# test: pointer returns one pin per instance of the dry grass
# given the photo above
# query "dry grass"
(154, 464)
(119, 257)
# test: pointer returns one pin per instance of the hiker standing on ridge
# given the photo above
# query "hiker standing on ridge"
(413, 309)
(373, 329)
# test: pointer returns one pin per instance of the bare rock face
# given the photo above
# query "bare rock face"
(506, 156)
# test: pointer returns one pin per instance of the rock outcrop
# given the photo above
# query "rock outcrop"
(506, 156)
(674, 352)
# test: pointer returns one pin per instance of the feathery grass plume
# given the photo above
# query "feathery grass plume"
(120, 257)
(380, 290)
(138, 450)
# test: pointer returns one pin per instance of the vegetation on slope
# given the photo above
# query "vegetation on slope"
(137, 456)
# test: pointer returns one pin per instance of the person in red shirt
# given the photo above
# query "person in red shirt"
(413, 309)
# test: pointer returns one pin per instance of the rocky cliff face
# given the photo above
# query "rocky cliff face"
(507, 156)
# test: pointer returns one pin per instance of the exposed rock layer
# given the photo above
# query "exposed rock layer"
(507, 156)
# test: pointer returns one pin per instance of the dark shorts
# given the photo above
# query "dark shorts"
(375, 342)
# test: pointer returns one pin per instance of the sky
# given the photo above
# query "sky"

---

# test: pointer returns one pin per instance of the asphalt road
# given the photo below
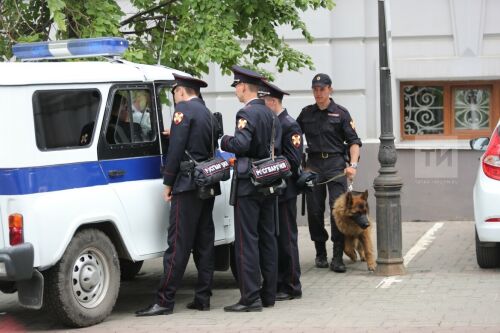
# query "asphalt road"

■ Exercise description: Report every line of the records above that contains the word "feathery".

■ Response:
# test: pointer returns one pin per instance of the feathery grass plume
# query "feathery grass plume"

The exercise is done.